Work task. Scan the records for the string "below", then copy each line that has it.
-------- Dataset excerpts
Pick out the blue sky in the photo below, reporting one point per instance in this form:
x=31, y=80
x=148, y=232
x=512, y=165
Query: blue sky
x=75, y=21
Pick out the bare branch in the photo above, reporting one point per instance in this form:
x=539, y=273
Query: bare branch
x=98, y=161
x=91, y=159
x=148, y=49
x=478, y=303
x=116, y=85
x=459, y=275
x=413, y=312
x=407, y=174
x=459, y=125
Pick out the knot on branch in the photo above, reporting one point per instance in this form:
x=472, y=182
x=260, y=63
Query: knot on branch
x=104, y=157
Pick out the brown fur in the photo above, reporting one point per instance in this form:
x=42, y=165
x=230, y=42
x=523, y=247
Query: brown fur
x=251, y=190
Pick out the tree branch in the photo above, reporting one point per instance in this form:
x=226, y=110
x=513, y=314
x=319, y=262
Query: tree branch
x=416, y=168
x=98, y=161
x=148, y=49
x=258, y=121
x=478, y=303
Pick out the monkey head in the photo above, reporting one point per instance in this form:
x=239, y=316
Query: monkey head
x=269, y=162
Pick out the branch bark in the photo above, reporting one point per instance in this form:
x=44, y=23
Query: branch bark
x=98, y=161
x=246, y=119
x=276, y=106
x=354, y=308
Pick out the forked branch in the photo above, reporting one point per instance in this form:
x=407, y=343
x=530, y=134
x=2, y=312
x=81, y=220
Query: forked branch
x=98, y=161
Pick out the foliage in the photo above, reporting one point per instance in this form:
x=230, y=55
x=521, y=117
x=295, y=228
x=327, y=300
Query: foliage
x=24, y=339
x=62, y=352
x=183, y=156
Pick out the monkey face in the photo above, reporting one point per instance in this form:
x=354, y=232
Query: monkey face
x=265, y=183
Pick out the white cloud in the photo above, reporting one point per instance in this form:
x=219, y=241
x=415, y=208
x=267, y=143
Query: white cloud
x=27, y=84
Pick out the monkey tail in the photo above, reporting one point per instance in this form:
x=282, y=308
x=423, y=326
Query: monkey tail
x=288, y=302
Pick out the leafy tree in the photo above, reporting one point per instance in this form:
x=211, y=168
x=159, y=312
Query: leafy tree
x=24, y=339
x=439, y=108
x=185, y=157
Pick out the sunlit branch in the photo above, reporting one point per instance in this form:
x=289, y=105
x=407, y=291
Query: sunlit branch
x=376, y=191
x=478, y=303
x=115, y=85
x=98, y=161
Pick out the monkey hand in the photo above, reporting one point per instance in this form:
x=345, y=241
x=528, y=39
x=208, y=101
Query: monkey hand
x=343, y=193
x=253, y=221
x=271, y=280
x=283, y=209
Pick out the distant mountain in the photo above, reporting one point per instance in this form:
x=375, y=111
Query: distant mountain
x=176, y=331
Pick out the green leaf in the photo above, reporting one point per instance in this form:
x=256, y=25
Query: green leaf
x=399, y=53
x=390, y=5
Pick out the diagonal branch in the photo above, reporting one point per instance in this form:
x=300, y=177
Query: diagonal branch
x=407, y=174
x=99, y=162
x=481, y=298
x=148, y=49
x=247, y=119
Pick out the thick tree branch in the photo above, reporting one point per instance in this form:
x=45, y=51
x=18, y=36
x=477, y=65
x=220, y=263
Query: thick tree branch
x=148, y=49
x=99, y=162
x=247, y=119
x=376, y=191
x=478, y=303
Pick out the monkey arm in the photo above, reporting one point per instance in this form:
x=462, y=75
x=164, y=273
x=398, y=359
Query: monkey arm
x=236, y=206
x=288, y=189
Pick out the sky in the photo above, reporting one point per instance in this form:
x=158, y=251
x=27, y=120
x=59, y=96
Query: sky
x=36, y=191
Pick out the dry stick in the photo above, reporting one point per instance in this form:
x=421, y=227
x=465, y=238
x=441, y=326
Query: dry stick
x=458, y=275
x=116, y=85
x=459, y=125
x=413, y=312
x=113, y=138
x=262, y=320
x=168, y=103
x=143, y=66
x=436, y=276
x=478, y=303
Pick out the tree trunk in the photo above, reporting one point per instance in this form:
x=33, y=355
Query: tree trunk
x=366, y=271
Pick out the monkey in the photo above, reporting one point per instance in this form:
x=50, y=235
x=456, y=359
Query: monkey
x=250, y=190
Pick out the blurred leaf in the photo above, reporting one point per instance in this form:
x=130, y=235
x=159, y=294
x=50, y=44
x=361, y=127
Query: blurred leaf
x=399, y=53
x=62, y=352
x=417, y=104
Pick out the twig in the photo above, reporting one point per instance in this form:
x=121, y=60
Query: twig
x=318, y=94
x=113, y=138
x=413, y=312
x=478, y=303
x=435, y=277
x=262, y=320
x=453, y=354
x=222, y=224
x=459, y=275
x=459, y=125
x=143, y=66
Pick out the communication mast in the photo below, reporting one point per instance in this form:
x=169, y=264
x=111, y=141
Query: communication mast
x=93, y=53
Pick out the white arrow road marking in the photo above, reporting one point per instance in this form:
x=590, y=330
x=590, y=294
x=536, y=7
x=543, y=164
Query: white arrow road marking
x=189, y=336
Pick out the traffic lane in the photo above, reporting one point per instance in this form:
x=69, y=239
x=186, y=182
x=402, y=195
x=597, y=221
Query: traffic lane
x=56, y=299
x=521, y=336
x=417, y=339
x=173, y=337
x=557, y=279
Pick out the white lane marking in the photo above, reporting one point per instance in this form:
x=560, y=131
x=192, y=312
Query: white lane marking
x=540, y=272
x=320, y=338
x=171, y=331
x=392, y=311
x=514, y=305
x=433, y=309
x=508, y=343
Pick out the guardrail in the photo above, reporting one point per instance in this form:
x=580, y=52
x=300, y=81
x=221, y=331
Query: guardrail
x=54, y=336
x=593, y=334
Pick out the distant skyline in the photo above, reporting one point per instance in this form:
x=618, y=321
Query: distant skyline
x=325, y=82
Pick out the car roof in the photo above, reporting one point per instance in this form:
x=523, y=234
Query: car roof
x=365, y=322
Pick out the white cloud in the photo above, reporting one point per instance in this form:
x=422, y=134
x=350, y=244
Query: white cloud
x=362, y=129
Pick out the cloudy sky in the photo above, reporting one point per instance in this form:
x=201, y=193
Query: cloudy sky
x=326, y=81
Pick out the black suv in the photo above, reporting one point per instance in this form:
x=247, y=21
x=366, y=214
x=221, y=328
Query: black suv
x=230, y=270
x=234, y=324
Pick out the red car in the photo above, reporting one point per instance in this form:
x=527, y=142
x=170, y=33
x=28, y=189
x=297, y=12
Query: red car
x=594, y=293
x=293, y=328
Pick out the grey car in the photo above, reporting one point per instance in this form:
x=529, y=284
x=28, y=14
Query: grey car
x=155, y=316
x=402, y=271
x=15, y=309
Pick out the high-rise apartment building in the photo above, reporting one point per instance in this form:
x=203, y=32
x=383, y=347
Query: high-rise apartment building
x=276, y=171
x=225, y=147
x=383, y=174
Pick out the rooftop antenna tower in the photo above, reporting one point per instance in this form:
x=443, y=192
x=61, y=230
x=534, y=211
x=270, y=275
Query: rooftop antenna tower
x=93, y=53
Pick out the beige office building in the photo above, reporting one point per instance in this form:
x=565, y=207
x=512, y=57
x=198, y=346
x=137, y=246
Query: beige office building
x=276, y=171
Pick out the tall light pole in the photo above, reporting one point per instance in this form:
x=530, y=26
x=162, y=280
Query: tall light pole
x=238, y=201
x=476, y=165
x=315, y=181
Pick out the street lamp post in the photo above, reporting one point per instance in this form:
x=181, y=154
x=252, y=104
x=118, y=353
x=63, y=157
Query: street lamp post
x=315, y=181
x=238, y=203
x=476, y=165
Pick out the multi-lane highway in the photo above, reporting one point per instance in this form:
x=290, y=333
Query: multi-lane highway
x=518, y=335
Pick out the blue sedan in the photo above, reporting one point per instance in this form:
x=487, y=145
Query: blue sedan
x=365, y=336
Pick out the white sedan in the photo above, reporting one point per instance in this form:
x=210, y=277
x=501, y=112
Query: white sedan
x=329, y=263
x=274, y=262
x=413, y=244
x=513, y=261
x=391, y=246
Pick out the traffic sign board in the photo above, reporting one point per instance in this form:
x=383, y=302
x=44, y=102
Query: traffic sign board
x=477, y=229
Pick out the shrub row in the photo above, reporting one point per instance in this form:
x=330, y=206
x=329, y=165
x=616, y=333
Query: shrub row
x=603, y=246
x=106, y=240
----------------
Answer box.
Pick out the blue sky in the photo below, reporting one point per instance in this form:
Pick out the communication mast in the photo below, reporting one point per instance in this form:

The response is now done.